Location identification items
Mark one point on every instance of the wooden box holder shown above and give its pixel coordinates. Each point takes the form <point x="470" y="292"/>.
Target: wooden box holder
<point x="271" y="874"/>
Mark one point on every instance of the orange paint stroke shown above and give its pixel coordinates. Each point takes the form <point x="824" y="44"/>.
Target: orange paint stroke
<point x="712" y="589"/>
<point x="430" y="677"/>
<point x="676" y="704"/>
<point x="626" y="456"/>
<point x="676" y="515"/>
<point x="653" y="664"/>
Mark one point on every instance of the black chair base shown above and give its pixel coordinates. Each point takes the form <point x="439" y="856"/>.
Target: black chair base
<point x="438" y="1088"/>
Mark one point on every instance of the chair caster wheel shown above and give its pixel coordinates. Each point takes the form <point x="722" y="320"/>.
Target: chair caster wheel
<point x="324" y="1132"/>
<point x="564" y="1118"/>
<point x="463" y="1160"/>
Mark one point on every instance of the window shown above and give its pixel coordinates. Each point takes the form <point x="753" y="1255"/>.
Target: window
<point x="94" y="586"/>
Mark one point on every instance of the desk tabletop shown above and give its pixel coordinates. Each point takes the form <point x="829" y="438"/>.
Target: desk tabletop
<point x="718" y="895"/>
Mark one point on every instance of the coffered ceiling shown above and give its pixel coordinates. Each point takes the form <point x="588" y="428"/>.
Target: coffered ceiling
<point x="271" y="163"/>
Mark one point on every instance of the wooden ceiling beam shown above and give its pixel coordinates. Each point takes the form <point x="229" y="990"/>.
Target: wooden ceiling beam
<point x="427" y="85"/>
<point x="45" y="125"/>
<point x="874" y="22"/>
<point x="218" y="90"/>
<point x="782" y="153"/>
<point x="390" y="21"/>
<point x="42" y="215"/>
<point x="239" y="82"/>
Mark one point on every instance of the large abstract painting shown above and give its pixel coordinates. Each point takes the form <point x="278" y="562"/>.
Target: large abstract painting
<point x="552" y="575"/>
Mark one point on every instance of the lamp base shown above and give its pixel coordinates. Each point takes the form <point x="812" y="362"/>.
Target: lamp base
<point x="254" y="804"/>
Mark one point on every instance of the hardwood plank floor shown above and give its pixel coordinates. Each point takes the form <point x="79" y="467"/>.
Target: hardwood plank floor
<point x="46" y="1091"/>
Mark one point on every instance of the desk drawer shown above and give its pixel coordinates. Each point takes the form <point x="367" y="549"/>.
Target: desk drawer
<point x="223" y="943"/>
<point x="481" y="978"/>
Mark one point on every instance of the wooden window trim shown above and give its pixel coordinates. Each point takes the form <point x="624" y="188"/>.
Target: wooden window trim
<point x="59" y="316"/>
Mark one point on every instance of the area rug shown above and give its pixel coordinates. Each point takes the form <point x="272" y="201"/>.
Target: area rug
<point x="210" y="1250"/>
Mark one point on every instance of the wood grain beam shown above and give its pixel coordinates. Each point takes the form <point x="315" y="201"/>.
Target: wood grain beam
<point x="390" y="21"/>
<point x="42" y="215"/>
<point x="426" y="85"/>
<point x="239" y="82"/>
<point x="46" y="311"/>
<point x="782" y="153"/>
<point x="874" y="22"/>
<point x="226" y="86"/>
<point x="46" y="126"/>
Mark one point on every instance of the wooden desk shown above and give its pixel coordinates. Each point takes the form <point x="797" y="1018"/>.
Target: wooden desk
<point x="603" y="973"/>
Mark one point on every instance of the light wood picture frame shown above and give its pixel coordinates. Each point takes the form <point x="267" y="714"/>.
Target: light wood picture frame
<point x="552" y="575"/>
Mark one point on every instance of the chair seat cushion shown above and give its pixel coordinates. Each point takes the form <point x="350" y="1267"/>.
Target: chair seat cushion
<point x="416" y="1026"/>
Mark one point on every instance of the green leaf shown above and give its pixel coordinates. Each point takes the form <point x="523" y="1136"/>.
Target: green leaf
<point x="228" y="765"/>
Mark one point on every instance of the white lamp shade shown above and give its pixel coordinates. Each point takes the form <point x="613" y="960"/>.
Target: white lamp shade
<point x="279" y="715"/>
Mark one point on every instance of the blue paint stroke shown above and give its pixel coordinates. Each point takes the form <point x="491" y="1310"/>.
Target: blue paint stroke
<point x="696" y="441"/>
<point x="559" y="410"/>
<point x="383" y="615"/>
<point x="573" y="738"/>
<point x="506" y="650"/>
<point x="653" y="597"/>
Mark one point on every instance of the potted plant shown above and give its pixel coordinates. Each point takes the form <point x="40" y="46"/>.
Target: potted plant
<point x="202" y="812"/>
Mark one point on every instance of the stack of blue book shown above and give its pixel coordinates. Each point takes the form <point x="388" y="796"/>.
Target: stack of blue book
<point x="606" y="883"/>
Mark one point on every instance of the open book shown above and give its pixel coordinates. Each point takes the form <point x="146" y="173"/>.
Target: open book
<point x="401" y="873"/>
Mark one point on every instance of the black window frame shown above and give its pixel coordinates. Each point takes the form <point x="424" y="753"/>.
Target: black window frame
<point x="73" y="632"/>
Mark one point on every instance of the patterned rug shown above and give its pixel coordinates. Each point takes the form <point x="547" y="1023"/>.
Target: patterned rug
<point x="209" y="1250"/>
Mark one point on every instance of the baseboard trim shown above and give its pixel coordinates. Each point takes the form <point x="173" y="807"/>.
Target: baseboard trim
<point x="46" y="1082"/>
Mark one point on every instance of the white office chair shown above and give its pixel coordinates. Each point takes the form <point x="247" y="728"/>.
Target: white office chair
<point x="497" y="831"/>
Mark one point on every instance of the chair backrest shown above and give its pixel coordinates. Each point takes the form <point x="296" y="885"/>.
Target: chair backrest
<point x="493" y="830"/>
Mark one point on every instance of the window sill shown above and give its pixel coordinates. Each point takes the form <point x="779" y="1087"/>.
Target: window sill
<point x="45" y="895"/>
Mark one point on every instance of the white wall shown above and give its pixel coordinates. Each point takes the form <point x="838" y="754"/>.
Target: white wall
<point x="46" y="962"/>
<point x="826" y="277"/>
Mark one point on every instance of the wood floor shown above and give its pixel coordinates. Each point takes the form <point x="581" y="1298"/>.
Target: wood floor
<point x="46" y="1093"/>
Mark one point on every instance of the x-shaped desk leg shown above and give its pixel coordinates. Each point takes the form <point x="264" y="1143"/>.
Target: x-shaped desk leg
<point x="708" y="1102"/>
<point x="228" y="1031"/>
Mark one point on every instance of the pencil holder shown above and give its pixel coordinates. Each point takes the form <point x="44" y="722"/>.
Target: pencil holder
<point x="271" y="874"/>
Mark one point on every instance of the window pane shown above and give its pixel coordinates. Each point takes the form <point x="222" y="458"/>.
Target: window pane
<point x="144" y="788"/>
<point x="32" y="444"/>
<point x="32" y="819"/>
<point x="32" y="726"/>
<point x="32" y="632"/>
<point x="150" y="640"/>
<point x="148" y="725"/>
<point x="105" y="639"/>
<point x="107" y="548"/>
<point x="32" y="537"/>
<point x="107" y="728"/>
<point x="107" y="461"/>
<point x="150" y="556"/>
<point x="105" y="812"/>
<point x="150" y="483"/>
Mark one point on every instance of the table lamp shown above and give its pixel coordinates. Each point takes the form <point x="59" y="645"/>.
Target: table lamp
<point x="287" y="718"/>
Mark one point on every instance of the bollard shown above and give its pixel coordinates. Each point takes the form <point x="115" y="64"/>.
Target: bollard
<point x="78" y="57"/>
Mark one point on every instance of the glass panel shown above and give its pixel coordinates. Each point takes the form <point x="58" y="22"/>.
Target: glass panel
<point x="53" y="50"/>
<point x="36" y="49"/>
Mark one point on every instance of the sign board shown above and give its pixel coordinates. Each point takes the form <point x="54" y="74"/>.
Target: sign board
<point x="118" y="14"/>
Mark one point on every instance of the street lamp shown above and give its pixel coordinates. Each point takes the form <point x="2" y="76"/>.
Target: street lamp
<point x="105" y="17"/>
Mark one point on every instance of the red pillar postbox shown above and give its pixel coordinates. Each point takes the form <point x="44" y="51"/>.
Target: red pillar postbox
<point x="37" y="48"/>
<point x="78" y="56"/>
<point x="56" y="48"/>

#### [Stated exercise]
Using the records above, please retype only the run of lines from the line holding "Mark one point on every instance of the pencil" through the last line, both ends included.

#### [Reply]
Mark one point on every instance of the pencil holder shown above and give its pixel coordinates. Each point takes the form <point x="44" y="722"/>.
Target: pencil holder
<point x="271" y="874"/>
Mark one point on every instance of the window pane shown above and give its pixel coordinates. Each point takes the form <point x="222" y="458"/>.
Target: window pane
<point x="144" y="788"/>
<point x="32" y="444"/>
<point x="32" y="819"/>
<point x="32" y="726"/>
<point x="32" y="632"/>
<point x="150" y="640"/>
<point x="148" y="725"/>
<point x="105" y="639"/>
<point x="107" y="548"/>
<point x="32" y="537"/>
<point x="107" y="728"/>
<point x="107" y="461"/>
<point x="150" y="556"/>
<point x="105" y="812"/>
<point x="150" y="483"/>
Mark one point on every instance of the table lamp shown above and give its pixel coordinates. Each point takes the form <point x="59" y="645"/>.
Target: table lamp
<point x="287" y="718"/>
Mark one point on every instance of the bollard shown above and give its pixel coordinates. Each point takes the form <point x="115" y="64"/>.
Target: bollard
<point x="78" y="57"/>
Mark one point on every instance of the glass panel shown above and give its pixel coordinates. Each point takes the form <point x="58" y="22"/>.
Target: glass panel
<point x="53" y="50"/>
<point x="36" y="49"/>
Mark one point on every instance of the sign board shown above and give its pixel coordinates. Each point takes the form <point x="54" y="74"/>.
Target: sign board
<point x="118" y="14"/>
Mark one point on every instance of the street lamp shown above and give its pixel coordinates. Each point takes the form <point x="2" y="76"/>.
Target: street lamp
<point x="105" y="17"/>
Mark one point on every instance of the red pillar postbox shown above and give its pixel coordinates. Each point takes the form <point x="44" y="51"/>.
Target: red pillar postbox
<point x="37" y="48"/>
<point x="78" y="56"/>
<point x="56" y="48"/>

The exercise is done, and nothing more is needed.